--- Kutipan Pilihan ---

Hidayatullah.com– Pertempuran terjadi di daerah perbatasan yang disengketakan antara Kyrgyzstan dan tetangganya sesama bekas Uni Soviet, Tajikistan, mengakibatkan 24 orang tewas.
Kedua negara miskin yang tidak memiliki pantai itu saling tuding memicu kembali pertempuran di daerah yang disengketakan, meskipun ada kesepakatan gencatan senjata.
Dalam sebuah pernyataan pada hari Jumat (16/9/2022), otoritas perbatasan Kyrgyzstan mengatakan pasukannya terus berusaha menangkal serangan Tajikistan.
“Dari pihak Tajik, penembakan terhadap posisi pihak Kyrgyz terus berlanjut, dan di beberapa daerah pertempuran sengit sedang berlangsung,” imbuh pernyataan itu.
Kementerian Kesehatan Kyrgyzstan kemudian pada hari yang sama mengatakan bahwa 24 warga telah tewas dan 87 terluka.
Kamchybek Tashiev, kepala komite keamanan nasional Kyrgyzstan, dikutip oleh kantor berita Rusia RIA mengatakan bahwa korban dari kalangan militer sudah banyak. “Situasinya sulit dan apa yang akan terjadi besok, tidak ada yang bisa memberikan jaminan,” katanya.

---

Daftar Soal
- 1) Lembaga pemerintah Kyrgyzstan mana saja yang disebut dalam berita pertempuran perbatasan di atas? Sebutkan semuanya.
- 2) Menurut berita pertempuran perbatasan di atas, berapa orang yang terluka menurut Kementerian Kesehatan Kyrgyzstan?
- 3) Lanjutkan berita tentang pertempuran perbatasan Kyrgyzstan dan Tajikistan itu, mulai setelah kalimat terakhirnya.

--- Data Tersedia ---

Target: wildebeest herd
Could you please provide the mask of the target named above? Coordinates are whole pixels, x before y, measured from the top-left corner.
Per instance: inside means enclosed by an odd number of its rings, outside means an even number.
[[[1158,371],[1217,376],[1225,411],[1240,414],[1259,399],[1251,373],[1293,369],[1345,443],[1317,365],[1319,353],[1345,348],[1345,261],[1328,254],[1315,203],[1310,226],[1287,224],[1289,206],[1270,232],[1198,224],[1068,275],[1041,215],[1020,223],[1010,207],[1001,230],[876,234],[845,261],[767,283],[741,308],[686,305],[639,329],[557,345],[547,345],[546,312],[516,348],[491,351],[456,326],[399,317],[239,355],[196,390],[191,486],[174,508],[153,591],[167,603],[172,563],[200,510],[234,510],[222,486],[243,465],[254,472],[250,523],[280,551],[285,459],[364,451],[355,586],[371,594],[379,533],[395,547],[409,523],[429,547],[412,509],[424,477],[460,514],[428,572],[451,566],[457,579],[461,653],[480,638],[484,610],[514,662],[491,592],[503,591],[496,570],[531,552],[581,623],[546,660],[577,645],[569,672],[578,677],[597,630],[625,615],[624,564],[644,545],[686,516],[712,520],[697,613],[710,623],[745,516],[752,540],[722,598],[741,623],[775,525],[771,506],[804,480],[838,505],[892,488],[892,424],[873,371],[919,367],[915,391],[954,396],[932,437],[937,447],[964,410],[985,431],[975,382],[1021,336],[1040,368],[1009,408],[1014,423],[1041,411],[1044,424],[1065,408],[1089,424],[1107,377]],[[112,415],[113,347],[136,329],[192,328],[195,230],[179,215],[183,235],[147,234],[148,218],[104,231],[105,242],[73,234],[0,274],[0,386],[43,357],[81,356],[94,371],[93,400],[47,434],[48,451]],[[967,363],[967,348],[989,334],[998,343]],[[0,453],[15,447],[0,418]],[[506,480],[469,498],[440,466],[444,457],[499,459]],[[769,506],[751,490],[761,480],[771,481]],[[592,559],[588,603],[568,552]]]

---

Hasil Berurutan
- 1) Otoritas perbatasan Kyrgyzstan, Kementerian Kesehatan Kyrgyzstan, dan komite keamanan nasional Kyrgyzstan.

- 2) 87 orang.

- 3)
Kantor berita Rusia Interfax tidak mengatakan berapa banyak korban yang berasal dari militer, lansir Reuters.
Kementerian Kedaruratan Kyrgyzstan mengatakan lebih dari 136.000 warga sudah dievakuasi dari zona konflik, lapor Interfax.
Sebelumnya pada hari itu dalam pertemuan puncak regional di Uzbekistan, Presiden Kyrgystan Sadyr Japarov sejawatnya dari Tajikistan Emomali Rakhmon setuju untuk memerintahkan gencatan senjata dan penarikan pasukan, menurut kantor Japarov.
Kyrgyzstan melaporkan terjadi pertempuran di Provinsi Batken, wilayahnya di bagian selatan yang berbatasan di sisi selatan, barat dan utara dengan Tajikistan, dan di sisi timur laut dengan Uzbekistan. Di sana juga terdapat Vorukh, sebuah enklave milik Tajikistan.
Daerah tersebut dikenal dengan situasi politik dan geografi etnis layaknya seperti teka-teki jigsaw. Batas wilayahnya yang berliku-liku dan tidak memiliki batas tegas atau demarkasi membuatnya rawan memicu pertikaian bersenjata, meskipun biasanya cepat padam.
Dalam kasus terakhir ini, Kyrgyzstan mengatakan bahwa pasukan Tajikistan dengan menggunakan tank-tank, kendaraan lapis baja pengangkut personel dan mortir, memasuki sedikitnya satu desa Kyrgyzstan dan menembaki bandara di Batken serta daerah sekitarnya.
Sebaliknya, Tajikistan menuding pasukan Kyrgyzstan menembaki tujuh desa yang berada di bagian terluar wilayahnya dengan persenjataan berat.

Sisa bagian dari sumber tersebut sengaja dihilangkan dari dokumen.